_Directions for this task:_
In the opinion poll piece below, copy out word for word everything from "Friday, February 27th, 2009" down to "Black Death (1%).".

Friday, February 27th, 2009

An opinion poll in todays Irish Indefensiblytacky has put Fianna Fail in 9th place behind Fine Gael (30%), Labour (25%), The Greens (9%), Sinn Féin (5%), Others (5%), The Ghost Of Des O’Malley (4%), Judge The Dog (3%) and A Recurrence Of the Black Death (1%).

Commenting on the partiy’s historically low approval rating of 0.67%, the Tánaiste Mary Coughlan (not the talented one, the other one) said that while there was clearly room for improvement the party was not dismayed.

“We realise that any government taking unpopular and tough decisions will have trouble in the opinion polls right now,” she said, speaking through the official letterbox at Fianna Fail HQ this morning. “Things could be worse, and it’s only natural that the public would rather be slowly and painfully wiped out by a virulent disease than watch an Taoiseach and myself and the rest of the feckers stuck in this god-forsaken hole of a kip going through the macabre dance of staggering, slurring incompetence which is becoming our trademark. Shite, I meant to say something else. Ouch.”

The Tánaiste ended the interview by falling forwards and slowly banging her head repeatedly against the door for twelve minutes to emphasise her determination to run headlong at any and all impermeable objects in her way.

Meanwhile a spokesghoul for The Black Death has said he and his pandemic are delighted at the results of the poll and that their position ahead of the party leading the government thoroughly justifies their policy of killing everyone.

_Source material:_

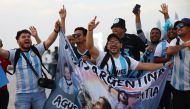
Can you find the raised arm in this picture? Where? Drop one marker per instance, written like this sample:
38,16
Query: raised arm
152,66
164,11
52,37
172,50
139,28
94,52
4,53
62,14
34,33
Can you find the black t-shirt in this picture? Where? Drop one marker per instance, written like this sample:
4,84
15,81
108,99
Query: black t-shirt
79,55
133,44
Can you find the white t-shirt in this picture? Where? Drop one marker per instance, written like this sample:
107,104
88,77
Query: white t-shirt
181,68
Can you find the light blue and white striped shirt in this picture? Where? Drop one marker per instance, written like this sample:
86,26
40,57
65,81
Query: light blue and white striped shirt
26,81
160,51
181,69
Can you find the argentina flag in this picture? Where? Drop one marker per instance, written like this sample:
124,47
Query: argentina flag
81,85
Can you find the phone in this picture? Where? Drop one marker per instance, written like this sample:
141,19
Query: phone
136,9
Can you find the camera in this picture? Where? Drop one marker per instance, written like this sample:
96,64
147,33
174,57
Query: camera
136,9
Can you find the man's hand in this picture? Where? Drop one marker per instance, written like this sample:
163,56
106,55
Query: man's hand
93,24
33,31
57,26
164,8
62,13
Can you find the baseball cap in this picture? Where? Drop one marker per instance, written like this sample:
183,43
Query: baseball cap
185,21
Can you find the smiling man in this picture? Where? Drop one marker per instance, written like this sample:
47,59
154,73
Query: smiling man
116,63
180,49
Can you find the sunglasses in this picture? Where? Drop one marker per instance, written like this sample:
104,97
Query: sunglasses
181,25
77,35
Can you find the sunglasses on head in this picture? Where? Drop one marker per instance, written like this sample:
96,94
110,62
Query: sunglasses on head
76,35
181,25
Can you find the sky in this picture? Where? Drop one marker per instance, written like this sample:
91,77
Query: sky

_Reply:_
Friday, February 27th, 2009

An opinion poll in todays Irish Indefensiblytacky has put Fianna Fail in 9th place behind Fine Gael (30%), Labour (25%), The Greens (9%), Sinn Féin (5%), Others (5%), The Ghost Of Des O’Malley (4%), Judge The Dog (3%) and A Recurrence Of the Black Death (1%).